TASK SET
**1)** Please reproduce the part of the deportation policy commentary between "President Obama’s claim" and "who violates it.", inclusive.
**2)** Carry on the deportation policy commentary from the point where it stops.

Mr. Obama said that he was changing the deportation policy because “it’s the right thing to do.” Translation: It’s the politically expedient thing to do in an election year in which Hispanic voters are expected to play a key role in determining whether he wins a second term. Hispanic voter registration is down considerably from 2008 in swing states such as Florida and New Mexico that Mr. Obama is counting on in November. Next week the President is scheduled to address the National Association of Latino Elected and Appointed Officials. The timing of this announcement is no coincidence. One begins to wonder if anything this President does is about anything larger than his re-election…
It’s passing strange that the President is saying on the stump that the Republicans in Congress refuse to compromise with him at every turn. This issue, whose resolution clearly requires bipartisanship, is screaming for compromise. One vehicle for starting that process is the Dream Act, which would do legislatively what Mr. Obama is doing on his own. And in fact, there had been bipartisan interest of late in a modified version of the Dream Act, particularly from GOP Senator Marco Rubio of Florida. The White House could have worked with Mr. Rubio toward a bipartisan consensus. Instead, Obama aides trashed Senator Rubio’s proposal because they wanted the issue to use against Republicans in the fall.
The reaction on Twitter ranged from shock to cynicism and mockery.
“Can this be authentic? It seems impossible under law,” wrote commentator David Frum, who later added: “Well, if you can’t deliver an economic recovery, ethnic politics must be the fallback plan.”
“We need a national conversation about comprehensive immigration reform. Rubio was working to persuade GOP. Obama just undercut that effort,” wrote Matt Lewis of the Daily Caller.
“What’s that? A sweeping executive order that upends three years’ of immigration policy? Must be election year,” wrote BuzzFeed’s McKay Coppins.
“But what about the public option, Obama?” asked Sam Stein of the Huffington Post.
President Obama’s claim that he can refuse to deport 800,000 aliens here in the country illegally illustrates the unprecedented stretching of the Constitution and the rule of law. He is laying claim to presidential power that goes even beyond that claimed by the Bush administration, in which I served. There is a world of difference in refusing to enforce laws that violate the Constitution (Bush) and refusing to enforce laws because of disagreements over policy (Obama)…
Imagine the precedent this claim would create. President Romney could lower tax rates simply by saying he will not use enforcement resources to prosecute anyone who refuses to pay capital-gains tax. He could repeal Obamacare simply by refusing to fine or prosecute anyone who violates it.

Examples of point labeling:
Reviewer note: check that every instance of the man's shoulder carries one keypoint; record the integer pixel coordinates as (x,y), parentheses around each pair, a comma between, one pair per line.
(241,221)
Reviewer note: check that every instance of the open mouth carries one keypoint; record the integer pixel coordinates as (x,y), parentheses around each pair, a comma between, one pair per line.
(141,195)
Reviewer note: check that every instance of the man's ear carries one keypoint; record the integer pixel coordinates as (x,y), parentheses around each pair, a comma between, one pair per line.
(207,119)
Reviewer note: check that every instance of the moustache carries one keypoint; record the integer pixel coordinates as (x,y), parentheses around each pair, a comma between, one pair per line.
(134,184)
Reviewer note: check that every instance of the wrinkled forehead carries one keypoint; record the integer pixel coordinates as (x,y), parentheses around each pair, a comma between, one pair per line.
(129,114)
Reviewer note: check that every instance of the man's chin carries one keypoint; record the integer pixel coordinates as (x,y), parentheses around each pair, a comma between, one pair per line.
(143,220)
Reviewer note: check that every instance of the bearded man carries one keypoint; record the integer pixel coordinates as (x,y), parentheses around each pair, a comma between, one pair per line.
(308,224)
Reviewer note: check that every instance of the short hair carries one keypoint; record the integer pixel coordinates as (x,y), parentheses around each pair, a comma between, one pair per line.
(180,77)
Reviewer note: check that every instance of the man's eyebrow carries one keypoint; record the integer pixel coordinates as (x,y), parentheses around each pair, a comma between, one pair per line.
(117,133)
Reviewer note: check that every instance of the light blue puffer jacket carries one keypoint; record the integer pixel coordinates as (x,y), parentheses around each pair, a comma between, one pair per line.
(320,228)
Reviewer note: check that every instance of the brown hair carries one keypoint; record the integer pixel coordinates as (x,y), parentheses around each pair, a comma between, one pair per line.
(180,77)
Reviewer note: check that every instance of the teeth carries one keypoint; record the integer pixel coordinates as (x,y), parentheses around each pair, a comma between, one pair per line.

THE ANSWERS
**1)**
President Obama’s claim that he can refuse to deport 800,000 aliens here in the country illegally illustrates the unprecedented stretching of the Constitution and the rule of law. He is laying claim to presidential power that goes even beyond that claimed by the Bush administration, in which I served. There is a world of difference in refusing to enforce laws that violate the Constitution (Bush) and refusing to enforce laws because of disagreements over policy (Obama)…
Imagine the precedent this claim would create. President Romney could lower tax rates simply by saying he will not use enforcement resources to prosecute anyone who refuses to pay capital-gains tax. He could repeal Obamacare simply by refusing to fine or prosecute anyone who violates it.

**2)**
So what we have here is a president who is refusing to carry out federal law simply because he disagrees with Congress’s policy choices. That is an exercise of executive power that even the most stalwart defenders of an energetic executive — not to mention the Framers — cannot support.
Iowa Republican Rep. Steve King said Friday that he plans to sue the Obama administration to halt implementation of its newly announced selective illegal immigration law enforcement policy. He told Mike Huckabee on the former Arkansas governor’s radio program Friday that he successfully sued his own state’s governor — and won — over a similar separation-of-powers issue.
“I will tell you that — I’m not without experience on this — I’m prepared to bring a suit and seek a court order to stop implementation of this policy,” King said
“I have done it once in the past successfully when then-Governor Tom Vilsack thought he could legislate by executive order — and the case of King vs. Vilsack is in the books. And that individual, by the way, is now the Secretary of Agriculture. I wonder if he’s not counseling the president on his legal proceedings.”
RNC Chairman Reince Priebus reacted to the Obama administration’s immigration announcement today at the Faith and Freedom Coalition.
“Well, he’s made a lot of promises that he hasn’t kept,” Priebus told reporters after his remarks to the conservative confab.
“I think president is all politics, all the time,” he said when asked if he thought the announcement was politically motivated.
Via the Daily Caller.
Via the Daily Rushbo.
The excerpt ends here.